* Supplied passage *

════════════════

Pinpointing the most reliable and most profitable short-term SPY trades since 2011
The following is a reprint of the market commentary from the July 2017 edition of The Option Advisor, published on June 22. For more information, or to subscribe to The Option Advisor -- featuring 10 new option trades each month -- visit our online store.
"...the SPDR S&P 500 ETF (SPY) has the most liquid options market of any ETF or even stock. The world's largest exchange-traded fund, with $237 billion in assets under management (AUM), currently has 17.8 million options contracts outstanding... Bid/ask spreads on SPY options are often no more than a penny wide, minimizing transaction costs for those who want to hedge or speculate on the S&P 500."
-- ETF.com, "15 ETFs With The Most Liquid Options," June 21, 2017
Even prior to reading the excerpt above, it's quite likely you were aware of the dominance of SPDR S&P 500 ETF (NYSEARCA:SPY) calls and puts. The fund, which tracks the benchmark S&P 500 Index (SPX), regularly appears at the top of daily "most active options" lists, and SPY puts are frequently recommended to those looking to hedge long equity exposure in one fell swoop.
But how do SPY options really perform for investors? For those using SPY purely for hedging purposes, the answer to this question might seem irrelevant; after all, the best-case scenario for any insurance policy is that you never need to use it. But for those interested in speculating on short-term SPY moves via calls and puts, we'll attempt here to determine -- through some significant number-crunching by our Senior Quantitative Analyst Rocky White -- what kind of results traders can expect from different SPY option strategies.
When trading an asset with such a wide variety of available strikes and expiration dates as SPY, the number of variables in constructing an options trade can be dizzying. For the purposes of this study, we narrowed our focus to one-week returns on at-the-money SPY calls and puts, with the hypothetical trades initiated at the close of trading on Friday and exited the following Friday (or the last day of the trading week, in the event of a holiday). We then broke down the results to compare "traditional" monthly options returns against their weekly counterparts, to gauge whether one class outperformed the other -- and as such, we ran data back to 2011, which is the first full year of SPY weekly options data.
We further segregated "quadruple witching" expiration weeks -- like the one we just concluded in June -- into a class of their own. It's worth stipulating here that SPY returns during quadruple witching weeks average just 0.24% and 60% positive, versus the SPX's more robust 0.74% average return and 68% positive, due to SPY's quarterly dividend payout -- an extenuating circumstance accounted for by the corresponding SPY option premiums, as is to be expected. Also worth noting are the lagging SPY returns during monthly expiration weeks (0.16% on average, versus 0.30% for the SPX).

════════════════

* Direction *
Continue the SPY options commentary from where it stops, picking up after its last sentence.

════════════════

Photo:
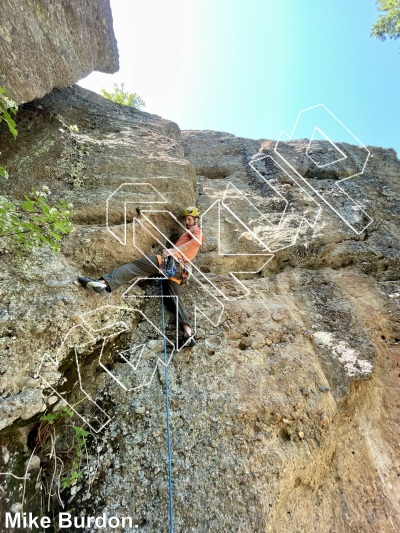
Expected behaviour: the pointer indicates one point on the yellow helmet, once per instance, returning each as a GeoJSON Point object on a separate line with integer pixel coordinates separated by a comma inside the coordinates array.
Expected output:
{"type": "Point", "coordinates": [191, 211]}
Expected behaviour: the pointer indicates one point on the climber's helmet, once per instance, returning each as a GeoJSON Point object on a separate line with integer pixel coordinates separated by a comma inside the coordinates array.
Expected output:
{"type": "Point", "coordinates": [191, 211]}
{"type": "Point", "coordinates": [191, 216]}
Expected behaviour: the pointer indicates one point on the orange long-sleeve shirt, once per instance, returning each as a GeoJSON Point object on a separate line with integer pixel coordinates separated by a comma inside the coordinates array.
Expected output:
{"type": "Point", "coordinates": [187, 246]}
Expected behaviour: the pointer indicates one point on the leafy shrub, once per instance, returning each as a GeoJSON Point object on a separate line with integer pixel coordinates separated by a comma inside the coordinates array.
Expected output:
{"type": "Point", "coordinates": [34, 221]}
{"type": "Point", "coordinates": [120, 95]}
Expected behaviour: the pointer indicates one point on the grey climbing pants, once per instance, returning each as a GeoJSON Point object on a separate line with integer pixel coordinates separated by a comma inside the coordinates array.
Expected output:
{"type": "Point", "coordinates": [149, 267]}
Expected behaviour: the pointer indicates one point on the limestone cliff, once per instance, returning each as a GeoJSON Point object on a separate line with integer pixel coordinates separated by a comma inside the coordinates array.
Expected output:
{"type": "Point", "coordinates": [285, 415]}
{"type": "Point", "coordinates": [46, 44]}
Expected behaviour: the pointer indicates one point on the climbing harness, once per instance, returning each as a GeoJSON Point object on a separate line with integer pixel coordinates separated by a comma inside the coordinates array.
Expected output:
{"type": "Point", "coordinates": [168, 266]}
{"type": "Point", "coordinates": [171, 513]}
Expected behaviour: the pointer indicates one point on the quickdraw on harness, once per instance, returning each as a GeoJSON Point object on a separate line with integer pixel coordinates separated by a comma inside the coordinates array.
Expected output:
{"type": "Point", "coordinates": [170, 268]}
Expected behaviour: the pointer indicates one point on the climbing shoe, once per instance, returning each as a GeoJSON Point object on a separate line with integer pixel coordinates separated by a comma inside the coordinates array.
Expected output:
{"type": "Point", "coordinates": [93, 284]}
{"type": "Point", "coordinates": [185, 342]}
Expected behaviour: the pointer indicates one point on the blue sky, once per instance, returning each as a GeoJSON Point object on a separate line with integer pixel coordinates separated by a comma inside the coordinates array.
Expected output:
{"type": "Point", "coordinates": [248, 67]}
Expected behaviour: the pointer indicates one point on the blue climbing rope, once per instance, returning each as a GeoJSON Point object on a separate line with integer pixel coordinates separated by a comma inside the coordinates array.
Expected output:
{"type": "Point", "coordinates": [171, 513]}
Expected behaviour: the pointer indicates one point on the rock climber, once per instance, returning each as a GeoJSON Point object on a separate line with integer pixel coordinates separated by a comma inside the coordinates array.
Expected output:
{"type": "Point", "coordinates": [180, 257]}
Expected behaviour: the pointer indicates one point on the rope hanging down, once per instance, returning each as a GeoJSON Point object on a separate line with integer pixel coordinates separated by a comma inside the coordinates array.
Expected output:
{"type": "Point", "coordinates": [171, 513]}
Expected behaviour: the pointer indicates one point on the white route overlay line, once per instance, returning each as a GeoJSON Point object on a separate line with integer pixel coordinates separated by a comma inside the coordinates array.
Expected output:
{"type": "Point", "coordinates": [89, 330]}
{"type": "Point", "coordinates": [337, 184]}
{"type": "Point", "coordinates": [133, 185]}
{"type": "Point", "coordinates": [200, 276]}
{"type": "Point", "coordinates": [304, 191]}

════════════════

* The output *
Diving into the options data itself, SPY call buying is a fairly dismal approach during quadruple witching week. The average at-the-money SPY call option return of a 20.53% loss is far worse than the average "any week" return of -7.76% -- despite the average SPY return of 0.24% for quadruple witching arriving right in line with the "anytime" weekly return of 0.22%.
And this divergence doesn't appear to be a function of pumped-up implied volatility (IV) heading into quad witching, either. The average IV since 2011 for SPY ATM calls was 16.9%; looking exclusively at quadruple witching weeks, it's only slightly higher at 17.1%.

Given this notable call option underperformance, can we conclude that selling SPY calls every quadruple witching expiration week is a "no brainer"? Per the table below, it does seem that the quarter-end expiration week is the best time to implement a one-week SPY call selling strategy. While the "wins" on sold calls are modest across the board, the quad-witching call sells are the most likely to yield a positive return (68% of the time). The average positive return is the lowest during quad witching week by a very slim margin, but the average negative return is also the smallest -- yielding a net average return of 0.99% for these weeks, which comfortably outpaces the other weeks of the trading year.

As for SPY put buying, it's a similar scenario to the call buying outcomes detailed above. The percentage of positive returns is uniformly slim -- ranging from a low of 16% during quad witching to a high of 23.35% in weeks outside of standard monthly options expiration -- which indicates a high probability of a losing trade.
That said, when SPY puts pay off, they pay off big. The average positive return for a profitable SPY put exceeds that of purchased calls during every week, ranging from an average positive gain of 116% during quad witching to nearly 182% (close to a triple) during monthly expiration weeks. For traders with high conviction that SPY will sell off during the course of any given week, a short-term options trade can be quite profitable.

Finally, in terms of both win rate and average return, SPY put sells offer the best odds for short-term options traders. The percentage of positive returns tops out at 84% during quadruple witching week, but falls no lower than 76.65% in non-monthly expiration weeks. What's more, the average returns on at-the-money SPY put sells consistently outpace comparable returns on SPY call sells. For those traders who prefer a high win rate in exchange for modest overall returns, a SPY put selling strategy typically fits the bill.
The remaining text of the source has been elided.